Entretien avec Nicolas Chatillon, co-fondateur du groupe hôtelier Les Étincelles

8 min de lecture

Publié le 06/10/23 - Mis à jour le 23/10/24

Nicolas Chatillon

Le groupe cofondé en 2018 par Nicolas Chatillon, ancien banquier, et Guerlain Chicherit, ancien sportif automobile et de ski free-ride, s’installe résolument sur les plus hautes stations avec un modèle d’investissement qui séduit les partenaires. Développé à un rythme effréné ces dernières années, il semble vouloir marquer une pause sans dévier de son parcours ambitieux. Explications de l’un des co-fondateurs.

Compte-tenu des inquiétudes qui se manifestent autour du réchauffement climatique dans les massifs montagneux, avez-vous des craintes sur l’avenir de l’hôtellerie de montagne ?

Avec mon associé, Guerlain Chicherit, nous avons toujours été très clairs en créant le groupe Les Étincelles : nous nous positionnons sur les grandes stations de ski alpin et sur le segment haut de gamme, deux choix délibérés qui garantissent une activité sur la durée. Notre modèle ne correspond effectivement pas aux implantations urbaines ou stations de moyenne montagne.

Nous avons pris en compte les mêmes études qui analysent les conséquences du réchauffement en montagne pour constater que nos implantations de prédilection ne sont pas affectées par le manque de neige sur les années à venir. Les récentes saisons nous ont donné raison avec aucun problème de neige dans nos stations, même en période de cycle à fortes variations.

## ENTRÉES PRÉSENTÉES
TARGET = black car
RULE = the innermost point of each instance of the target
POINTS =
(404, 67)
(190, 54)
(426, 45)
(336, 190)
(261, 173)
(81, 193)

## EXERCICE PROPOSÉ
D'après l'entretien, en quelle année le groupe hôtelier Les Étincelles a-t-il été cofondé ?

## RÉPONSE CORRECTE
En 2018.